== SUPPLIED DATA ==
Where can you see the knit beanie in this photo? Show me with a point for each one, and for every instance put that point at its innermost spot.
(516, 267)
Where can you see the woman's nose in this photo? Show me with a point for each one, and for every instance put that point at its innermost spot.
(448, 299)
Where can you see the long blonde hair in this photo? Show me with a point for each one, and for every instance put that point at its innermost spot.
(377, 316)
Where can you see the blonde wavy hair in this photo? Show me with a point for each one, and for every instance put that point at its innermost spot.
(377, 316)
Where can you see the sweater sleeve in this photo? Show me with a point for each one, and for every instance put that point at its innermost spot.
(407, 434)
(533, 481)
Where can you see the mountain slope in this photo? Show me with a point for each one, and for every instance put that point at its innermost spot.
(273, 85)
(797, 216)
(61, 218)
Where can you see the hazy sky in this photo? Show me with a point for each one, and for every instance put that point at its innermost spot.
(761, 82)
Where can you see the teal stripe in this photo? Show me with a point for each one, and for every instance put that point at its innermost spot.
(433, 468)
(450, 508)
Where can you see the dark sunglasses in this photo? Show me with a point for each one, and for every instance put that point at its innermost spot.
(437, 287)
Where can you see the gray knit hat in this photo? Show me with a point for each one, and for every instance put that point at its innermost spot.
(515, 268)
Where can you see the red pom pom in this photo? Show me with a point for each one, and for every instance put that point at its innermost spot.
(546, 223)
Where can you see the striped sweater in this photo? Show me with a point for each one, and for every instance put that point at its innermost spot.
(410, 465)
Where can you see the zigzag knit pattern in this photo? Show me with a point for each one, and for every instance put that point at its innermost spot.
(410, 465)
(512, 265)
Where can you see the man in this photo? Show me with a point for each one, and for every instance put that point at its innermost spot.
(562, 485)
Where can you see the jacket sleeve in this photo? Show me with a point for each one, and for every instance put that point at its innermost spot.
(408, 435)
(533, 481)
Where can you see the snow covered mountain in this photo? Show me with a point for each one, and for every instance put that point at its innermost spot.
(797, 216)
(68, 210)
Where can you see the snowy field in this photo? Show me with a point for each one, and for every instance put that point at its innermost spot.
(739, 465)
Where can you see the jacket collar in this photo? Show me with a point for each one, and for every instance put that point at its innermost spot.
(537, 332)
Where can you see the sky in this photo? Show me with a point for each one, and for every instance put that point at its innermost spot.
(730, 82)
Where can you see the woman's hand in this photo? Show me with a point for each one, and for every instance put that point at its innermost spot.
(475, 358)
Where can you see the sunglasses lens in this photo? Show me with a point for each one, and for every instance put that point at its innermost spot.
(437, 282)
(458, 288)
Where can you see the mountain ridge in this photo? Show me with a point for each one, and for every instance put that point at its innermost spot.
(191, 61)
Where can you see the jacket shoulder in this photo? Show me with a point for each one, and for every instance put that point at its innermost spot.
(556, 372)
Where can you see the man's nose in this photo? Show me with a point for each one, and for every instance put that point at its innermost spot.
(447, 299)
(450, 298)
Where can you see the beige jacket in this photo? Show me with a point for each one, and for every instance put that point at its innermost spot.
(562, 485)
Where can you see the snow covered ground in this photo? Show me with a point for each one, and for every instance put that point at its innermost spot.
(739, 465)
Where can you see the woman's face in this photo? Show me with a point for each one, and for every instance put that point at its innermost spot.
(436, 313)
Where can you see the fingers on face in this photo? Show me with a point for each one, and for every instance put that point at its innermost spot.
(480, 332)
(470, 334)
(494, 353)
==
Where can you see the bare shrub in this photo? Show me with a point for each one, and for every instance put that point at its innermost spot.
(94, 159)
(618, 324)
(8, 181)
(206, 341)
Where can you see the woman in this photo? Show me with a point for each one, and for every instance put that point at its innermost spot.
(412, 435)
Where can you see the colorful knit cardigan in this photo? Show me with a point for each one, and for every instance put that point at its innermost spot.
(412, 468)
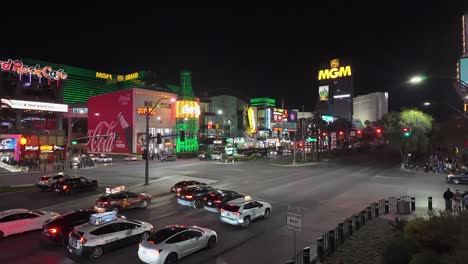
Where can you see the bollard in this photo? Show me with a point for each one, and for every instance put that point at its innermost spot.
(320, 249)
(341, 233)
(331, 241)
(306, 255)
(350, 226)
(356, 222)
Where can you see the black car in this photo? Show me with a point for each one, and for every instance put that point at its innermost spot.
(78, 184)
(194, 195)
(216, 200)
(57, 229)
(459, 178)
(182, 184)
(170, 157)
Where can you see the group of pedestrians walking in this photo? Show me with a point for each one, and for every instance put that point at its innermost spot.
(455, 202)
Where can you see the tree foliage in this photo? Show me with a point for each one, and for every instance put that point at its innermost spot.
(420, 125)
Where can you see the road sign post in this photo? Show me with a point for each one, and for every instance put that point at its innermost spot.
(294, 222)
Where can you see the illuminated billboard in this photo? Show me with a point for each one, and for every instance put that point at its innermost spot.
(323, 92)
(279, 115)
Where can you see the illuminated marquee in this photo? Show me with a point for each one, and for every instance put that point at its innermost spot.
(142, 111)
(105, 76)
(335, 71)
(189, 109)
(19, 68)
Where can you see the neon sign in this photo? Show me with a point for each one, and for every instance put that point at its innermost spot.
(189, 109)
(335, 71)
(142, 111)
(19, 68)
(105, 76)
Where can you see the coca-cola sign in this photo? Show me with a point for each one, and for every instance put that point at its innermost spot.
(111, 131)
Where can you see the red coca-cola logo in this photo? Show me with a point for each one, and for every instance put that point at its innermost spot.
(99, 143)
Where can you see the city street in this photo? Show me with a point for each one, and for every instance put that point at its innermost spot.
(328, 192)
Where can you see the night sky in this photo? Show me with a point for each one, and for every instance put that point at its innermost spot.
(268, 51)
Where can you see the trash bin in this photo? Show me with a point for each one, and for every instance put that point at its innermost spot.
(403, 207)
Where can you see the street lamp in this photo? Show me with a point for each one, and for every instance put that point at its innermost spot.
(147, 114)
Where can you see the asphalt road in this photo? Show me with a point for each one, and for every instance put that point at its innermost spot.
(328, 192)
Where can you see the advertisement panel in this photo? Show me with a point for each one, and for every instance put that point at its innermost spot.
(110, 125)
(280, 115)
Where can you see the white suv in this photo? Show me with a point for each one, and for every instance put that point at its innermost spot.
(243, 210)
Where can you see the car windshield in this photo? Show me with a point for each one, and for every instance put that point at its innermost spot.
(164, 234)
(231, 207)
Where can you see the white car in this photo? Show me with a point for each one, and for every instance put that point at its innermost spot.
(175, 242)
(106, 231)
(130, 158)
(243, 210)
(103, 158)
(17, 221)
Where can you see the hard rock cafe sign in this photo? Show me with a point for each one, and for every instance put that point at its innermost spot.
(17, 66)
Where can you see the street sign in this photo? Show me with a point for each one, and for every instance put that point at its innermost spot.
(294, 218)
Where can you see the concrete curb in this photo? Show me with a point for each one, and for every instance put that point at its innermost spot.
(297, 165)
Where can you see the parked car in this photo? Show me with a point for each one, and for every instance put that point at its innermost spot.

== DESCRIPTION OF THE TASK ==
Select every line of the material above that contains the string "street", and copy each one. Case counts.

== ANSWER TO THIS EXERCISE ==
Where can you see the city street in this photo? Show me with a point for each one, and for every instance put that point at its innermost spot.
Where can you see the street lamp in this photo? Show me with a point for each one, and for every instance put that point at its innermost spot.
Where can you see the street sign in this photo? Show me with a point for each one, and for every instance put that point at its innermost spot.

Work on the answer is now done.